§ TO DO
Please count the lines of the records below that contain the word "blurred". Reply with the number only.

[Extracts from a box-labeled dataset]

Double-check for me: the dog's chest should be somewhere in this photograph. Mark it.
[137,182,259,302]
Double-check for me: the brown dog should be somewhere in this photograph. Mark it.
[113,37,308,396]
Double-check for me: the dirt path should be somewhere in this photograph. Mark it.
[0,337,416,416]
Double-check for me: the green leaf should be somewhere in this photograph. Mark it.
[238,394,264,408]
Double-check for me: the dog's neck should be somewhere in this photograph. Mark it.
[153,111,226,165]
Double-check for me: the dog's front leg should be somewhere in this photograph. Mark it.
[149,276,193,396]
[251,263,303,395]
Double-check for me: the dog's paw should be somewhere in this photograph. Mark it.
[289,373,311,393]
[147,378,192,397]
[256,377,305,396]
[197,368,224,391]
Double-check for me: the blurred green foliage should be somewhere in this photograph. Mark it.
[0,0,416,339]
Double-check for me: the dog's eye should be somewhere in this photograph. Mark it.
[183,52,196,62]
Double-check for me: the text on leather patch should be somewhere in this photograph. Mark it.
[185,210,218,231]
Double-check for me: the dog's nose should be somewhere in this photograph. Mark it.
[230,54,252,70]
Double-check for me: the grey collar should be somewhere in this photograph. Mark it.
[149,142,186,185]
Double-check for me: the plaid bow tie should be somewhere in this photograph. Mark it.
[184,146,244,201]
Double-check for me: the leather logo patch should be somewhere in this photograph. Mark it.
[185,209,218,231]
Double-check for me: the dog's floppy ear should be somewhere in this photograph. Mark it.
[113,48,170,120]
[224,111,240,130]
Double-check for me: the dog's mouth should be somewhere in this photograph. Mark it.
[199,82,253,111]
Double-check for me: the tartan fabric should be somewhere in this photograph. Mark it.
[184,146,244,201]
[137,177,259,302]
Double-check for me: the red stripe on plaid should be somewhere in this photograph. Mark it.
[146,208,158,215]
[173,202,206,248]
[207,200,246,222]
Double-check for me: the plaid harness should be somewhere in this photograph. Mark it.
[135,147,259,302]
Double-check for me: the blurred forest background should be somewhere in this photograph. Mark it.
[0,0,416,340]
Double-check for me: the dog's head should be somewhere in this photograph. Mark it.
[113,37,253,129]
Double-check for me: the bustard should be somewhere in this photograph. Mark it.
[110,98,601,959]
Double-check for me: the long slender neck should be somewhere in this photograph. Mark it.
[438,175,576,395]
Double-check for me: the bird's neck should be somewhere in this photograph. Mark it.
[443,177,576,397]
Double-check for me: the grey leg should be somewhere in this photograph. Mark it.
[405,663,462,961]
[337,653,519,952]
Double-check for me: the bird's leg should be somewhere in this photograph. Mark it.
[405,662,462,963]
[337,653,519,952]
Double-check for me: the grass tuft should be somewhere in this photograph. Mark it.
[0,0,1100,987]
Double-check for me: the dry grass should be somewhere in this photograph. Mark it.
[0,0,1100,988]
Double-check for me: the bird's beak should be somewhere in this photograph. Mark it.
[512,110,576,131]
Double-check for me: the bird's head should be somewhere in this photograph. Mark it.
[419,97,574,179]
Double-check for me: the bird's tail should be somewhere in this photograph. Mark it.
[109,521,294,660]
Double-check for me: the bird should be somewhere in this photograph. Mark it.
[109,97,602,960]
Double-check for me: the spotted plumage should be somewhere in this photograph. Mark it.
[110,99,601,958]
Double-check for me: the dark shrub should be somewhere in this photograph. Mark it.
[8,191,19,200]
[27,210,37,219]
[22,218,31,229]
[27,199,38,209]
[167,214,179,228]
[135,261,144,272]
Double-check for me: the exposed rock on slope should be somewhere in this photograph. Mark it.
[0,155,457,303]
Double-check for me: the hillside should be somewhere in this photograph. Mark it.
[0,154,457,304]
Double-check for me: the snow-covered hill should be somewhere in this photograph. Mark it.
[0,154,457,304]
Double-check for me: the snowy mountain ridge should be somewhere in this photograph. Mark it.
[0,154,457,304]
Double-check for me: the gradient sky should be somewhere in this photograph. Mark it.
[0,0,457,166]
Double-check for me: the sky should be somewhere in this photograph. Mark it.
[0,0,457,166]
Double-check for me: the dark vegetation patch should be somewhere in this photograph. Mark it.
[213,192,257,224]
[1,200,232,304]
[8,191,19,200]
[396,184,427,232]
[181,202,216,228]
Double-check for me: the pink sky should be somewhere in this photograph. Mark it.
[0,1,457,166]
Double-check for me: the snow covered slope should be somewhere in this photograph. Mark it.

§ PROBLEM SOLUTION
2